▸ **Task description**
Count the lines of the material that contain the string "jersey", treating uppercase and lowercase as different, and give only that number.
start Provided records
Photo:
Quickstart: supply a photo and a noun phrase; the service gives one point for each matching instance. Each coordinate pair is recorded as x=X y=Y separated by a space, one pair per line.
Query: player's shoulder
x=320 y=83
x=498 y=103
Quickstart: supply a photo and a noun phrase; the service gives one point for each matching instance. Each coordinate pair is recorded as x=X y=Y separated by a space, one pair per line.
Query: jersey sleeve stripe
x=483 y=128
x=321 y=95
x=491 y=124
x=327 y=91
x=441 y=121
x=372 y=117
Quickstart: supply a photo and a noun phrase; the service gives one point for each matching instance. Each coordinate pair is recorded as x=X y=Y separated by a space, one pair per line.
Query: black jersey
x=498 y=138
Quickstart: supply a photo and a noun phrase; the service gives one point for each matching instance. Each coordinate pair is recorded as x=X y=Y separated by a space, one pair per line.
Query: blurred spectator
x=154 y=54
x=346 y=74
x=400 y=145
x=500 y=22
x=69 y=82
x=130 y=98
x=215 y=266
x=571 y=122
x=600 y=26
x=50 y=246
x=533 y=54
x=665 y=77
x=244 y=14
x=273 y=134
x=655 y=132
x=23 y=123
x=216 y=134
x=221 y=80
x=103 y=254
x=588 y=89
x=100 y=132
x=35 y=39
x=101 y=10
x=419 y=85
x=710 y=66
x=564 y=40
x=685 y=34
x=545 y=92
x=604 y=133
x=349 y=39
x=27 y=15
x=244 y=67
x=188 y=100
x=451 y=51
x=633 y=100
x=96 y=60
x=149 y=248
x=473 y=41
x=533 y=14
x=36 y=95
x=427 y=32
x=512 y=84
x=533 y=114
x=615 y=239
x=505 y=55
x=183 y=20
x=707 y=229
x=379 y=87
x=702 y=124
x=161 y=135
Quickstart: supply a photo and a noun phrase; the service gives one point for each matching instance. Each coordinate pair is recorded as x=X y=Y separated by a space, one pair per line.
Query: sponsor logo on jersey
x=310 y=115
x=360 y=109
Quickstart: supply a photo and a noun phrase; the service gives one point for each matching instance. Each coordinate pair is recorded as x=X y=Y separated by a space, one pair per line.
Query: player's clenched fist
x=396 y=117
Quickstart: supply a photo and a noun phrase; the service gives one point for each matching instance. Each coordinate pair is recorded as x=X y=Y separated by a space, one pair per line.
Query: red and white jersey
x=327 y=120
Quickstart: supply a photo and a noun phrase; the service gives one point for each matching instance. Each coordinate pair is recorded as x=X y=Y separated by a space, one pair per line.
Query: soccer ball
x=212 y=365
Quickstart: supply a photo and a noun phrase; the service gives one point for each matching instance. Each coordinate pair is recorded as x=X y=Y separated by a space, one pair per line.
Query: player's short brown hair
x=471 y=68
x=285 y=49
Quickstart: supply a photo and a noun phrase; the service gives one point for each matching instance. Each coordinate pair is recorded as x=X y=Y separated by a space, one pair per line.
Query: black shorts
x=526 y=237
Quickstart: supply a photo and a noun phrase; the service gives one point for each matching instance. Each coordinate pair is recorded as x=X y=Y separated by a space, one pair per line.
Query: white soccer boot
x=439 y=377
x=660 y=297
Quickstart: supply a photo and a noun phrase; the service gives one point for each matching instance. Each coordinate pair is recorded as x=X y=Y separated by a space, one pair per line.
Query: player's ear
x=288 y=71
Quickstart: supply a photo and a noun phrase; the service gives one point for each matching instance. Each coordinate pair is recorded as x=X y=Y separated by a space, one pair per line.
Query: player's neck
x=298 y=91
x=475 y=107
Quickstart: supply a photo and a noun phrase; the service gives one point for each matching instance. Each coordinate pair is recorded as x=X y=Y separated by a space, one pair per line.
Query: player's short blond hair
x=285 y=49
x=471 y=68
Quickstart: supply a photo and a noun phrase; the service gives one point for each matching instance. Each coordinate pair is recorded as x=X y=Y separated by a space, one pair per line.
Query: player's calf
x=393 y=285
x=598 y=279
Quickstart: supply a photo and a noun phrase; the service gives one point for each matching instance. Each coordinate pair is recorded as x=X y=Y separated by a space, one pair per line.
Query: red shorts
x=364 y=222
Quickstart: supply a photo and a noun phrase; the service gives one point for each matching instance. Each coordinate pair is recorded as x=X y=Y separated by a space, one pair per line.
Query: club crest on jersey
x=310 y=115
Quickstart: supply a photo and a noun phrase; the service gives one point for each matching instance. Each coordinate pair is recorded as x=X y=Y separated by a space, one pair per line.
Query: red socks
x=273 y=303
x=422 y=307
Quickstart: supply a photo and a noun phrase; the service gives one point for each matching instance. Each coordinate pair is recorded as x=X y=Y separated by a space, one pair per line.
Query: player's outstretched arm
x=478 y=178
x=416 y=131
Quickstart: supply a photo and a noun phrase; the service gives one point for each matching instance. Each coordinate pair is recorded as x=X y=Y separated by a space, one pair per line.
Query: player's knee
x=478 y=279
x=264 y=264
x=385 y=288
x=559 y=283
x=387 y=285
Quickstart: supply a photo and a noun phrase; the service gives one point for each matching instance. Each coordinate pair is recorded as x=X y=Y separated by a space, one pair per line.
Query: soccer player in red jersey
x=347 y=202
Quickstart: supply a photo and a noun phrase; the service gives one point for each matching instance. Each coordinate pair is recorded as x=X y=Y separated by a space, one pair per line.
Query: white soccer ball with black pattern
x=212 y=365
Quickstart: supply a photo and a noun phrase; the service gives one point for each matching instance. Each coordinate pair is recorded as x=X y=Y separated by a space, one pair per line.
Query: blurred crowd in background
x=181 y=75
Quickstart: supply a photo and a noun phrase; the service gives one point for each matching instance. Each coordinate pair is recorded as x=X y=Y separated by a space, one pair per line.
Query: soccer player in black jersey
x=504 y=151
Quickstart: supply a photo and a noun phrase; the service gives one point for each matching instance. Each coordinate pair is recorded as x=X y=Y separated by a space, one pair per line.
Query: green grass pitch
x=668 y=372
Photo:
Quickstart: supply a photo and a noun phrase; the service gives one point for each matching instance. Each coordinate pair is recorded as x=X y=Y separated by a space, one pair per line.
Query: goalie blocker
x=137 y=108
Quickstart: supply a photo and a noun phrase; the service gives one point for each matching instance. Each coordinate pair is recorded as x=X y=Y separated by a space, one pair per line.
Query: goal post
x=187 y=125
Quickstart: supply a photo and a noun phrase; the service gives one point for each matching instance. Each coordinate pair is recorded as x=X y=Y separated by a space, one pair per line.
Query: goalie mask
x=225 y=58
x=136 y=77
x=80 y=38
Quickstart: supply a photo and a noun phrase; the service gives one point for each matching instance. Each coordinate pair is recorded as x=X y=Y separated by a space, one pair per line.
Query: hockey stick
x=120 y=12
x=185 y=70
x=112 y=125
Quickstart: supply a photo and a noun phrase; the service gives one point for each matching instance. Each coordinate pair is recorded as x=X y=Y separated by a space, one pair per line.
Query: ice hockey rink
end Provided records
▸ **Response**
7